▶ **WORK INSTRUCTIONS**:
• 1. According to the article on The Greatwaiter School, where did Nick Penrose work for several months?
• 2. Carry on with the article on The Greatwaiter School from the point where it stops.

▶ **TEXT BLOCK**:

▬▬▬▬▬▬▬▬▬▬

25th anniversary Tokyo tasting | The Jancis Robinson Story | 🎁 20% off gift memberships

The passionate duo behind The Greatwaiter School, Christchurch, New Zealand

Saturday 1 March 2003 • 4 min read

The past 20 years, which I believe has been the golden age of restaurants, has produced some exceptional and highly unlikely occurrences: the emergence of exciting British and Australian chefs; French sommeliers who now acknowledge that great wine can be made outside their homeland; and the sheer iconoclasm of many American restaurateurs.

But perhaps the most unlikely is the emergence of two young New Zealanders, James O'Connell and Nick Penrose, who have set up The Greatwaiter School in the South Island's capital Christchurch, a finishing school for professional waiters. They firmly believe that, on the back of their skill and passion, the initial success of their business and their conviction that its principles can be transferred internationally, they can generate more caring waiters to look after all of us worldwide.

They begin with impressive credentials. Penrose, who worked for several months at Chez Nico in London, is a fully trained butler who was picked to serve the Queen on her last tour to New Zealand. O'Connell, 26, began waiting when he was 14 but is quick to dismiss this relatively brief apprenticeship as a handicap.

▬▬▬▬▬▬▬▬▬▬

Dataset entries
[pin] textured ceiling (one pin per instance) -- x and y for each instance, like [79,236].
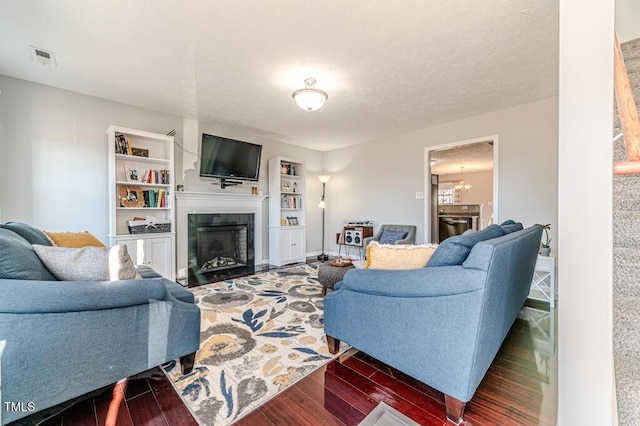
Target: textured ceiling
[388,67]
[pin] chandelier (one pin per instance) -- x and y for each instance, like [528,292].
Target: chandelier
[310,98]
[460,185]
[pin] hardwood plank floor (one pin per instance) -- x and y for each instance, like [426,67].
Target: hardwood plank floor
[520,388]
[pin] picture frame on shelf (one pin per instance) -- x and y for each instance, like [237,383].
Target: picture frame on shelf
[139,152]
[130,196]
[132,174]
[285,186]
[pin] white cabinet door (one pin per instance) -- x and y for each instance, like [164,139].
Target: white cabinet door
[292,245]
[158,255]
[155,252]
[297,245]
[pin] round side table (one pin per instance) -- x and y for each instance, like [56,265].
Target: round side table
[329,275]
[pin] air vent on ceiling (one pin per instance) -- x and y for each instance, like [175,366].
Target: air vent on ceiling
[42,56]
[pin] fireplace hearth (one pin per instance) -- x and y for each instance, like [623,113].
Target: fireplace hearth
[220,246]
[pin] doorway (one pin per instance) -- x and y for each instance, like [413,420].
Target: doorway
[461,181]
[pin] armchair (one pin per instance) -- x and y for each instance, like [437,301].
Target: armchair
[67,338]
[409,238]
[442,325]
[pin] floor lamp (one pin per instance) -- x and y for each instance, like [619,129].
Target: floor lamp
[324,179]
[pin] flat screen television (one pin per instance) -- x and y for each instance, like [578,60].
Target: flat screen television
[225,158]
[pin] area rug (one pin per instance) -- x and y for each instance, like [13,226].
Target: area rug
[259,335]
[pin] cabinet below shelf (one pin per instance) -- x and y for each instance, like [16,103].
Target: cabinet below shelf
[147,235]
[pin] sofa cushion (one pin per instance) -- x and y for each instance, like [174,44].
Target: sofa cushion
[18,261]
[398,256]
[454,250]
[87,263]
[28,232]
[511,227]
[390,237]
[73,239]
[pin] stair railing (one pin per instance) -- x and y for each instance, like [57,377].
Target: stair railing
[628,115]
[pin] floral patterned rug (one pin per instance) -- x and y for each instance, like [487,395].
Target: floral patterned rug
[259,335]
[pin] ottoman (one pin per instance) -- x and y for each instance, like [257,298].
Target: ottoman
[329,275]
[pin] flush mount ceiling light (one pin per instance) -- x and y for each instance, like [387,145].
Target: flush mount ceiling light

▬▬▬▬▬▬▬▬▬▬

▶ **ANSWERS FOR THIS EXERCISE**:
• 1. At Chez Nico in London.

• 2.
'It is not the length of time but the quality that is important and I do believe that I started with a great, natural advantage in that my parents were the best hosts I have ever met. In a way I have been in hospitality all my life.'

Allied to this are enthusiasm, passion and fantastic energy which over six weeks is taking him round restaurants in London, Paris, Prague, Bordeaux, Chicago and New York. Early on in our conversation O'Connell confessed with a broad smile that he is 'a bit obsessive' about service.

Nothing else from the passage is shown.